Your instructions:
The line containing "point: the black shoe, a" marks where copying starts, so set down that line and each one after it exactly, through the end of the records.
=== Data for this task ===
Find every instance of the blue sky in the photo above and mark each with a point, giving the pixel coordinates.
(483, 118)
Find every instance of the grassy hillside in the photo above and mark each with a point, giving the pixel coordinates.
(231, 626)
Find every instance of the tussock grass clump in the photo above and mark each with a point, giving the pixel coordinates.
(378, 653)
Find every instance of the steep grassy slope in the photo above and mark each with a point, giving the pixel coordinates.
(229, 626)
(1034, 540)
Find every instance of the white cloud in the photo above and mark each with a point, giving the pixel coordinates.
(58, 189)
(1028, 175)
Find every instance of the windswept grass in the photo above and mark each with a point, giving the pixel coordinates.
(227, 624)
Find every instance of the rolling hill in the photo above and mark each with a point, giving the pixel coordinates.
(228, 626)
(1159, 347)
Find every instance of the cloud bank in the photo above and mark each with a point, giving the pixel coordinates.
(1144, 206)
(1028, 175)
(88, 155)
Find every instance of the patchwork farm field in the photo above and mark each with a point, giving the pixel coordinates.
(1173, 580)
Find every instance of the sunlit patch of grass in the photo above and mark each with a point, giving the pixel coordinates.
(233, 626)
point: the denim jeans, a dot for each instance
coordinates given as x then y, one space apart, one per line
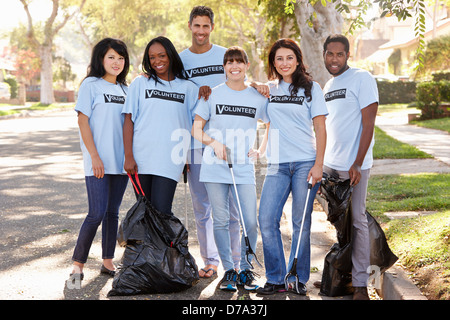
104 199
280 181
218 194
203 217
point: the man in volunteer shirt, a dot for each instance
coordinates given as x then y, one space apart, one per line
203 62
352 101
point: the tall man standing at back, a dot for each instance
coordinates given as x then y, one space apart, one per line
203 62
351 96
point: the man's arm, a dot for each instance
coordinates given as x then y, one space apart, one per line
369 114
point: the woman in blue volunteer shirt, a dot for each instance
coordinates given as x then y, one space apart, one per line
232 112
99 106
158 114
296 139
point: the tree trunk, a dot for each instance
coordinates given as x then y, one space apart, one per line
47 96
328 21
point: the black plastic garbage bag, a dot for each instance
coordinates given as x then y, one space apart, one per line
156 257
381 255
336 277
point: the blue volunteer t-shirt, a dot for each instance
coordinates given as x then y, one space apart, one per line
162 115
204 69
291 132
232 116
346 95
102 102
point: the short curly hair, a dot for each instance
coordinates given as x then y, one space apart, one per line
201 11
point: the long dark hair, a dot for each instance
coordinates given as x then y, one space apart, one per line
176 67
300 78
96 68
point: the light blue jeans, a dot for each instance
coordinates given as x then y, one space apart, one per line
218 194
203 219
282 179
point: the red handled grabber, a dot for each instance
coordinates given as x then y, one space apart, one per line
293 270
248 249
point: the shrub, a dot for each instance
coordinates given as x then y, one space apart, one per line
430 95
396 91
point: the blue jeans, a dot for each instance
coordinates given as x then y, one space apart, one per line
104 198
280 180
218 194
203 218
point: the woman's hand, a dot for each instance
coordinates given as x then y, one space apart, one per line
204 92
316 173
219 150
97 166
263 89
130 165
254 154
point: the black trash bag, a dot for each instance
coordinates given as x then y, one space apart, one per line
336 276
380 253
156 257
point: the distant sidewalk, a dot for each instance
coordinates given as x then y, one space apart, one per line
431 141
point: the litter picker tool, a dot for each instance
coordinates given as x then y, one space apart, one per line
185 197
293 270
248 248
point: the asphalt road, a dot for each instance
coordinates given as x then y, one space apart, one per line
42 205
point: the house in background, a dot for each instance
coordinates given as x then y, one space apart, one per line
389 48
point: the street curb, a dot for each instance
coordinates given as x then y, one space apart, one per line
395 285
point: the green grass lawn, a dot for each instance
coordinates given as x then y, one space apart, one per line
412 192
439 124
387 147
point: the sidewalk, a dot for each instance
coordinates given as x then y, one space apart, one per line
40 235
434 142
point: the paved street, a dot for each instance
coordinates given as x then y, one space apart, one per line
43 203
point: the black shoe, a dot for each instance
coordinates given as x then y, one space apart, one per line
270 288
297 287
105 270
246 278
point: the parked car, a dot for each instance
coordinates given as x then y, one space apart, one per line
===
Task output:
point: the black shoe, a dot for each instance
coordinates given as x then y, one space apart, one per line
270 288
297 287
105 270
246 278
point: the parked car, a dot for each instance
coordinates given as x then y, one space apart, one per line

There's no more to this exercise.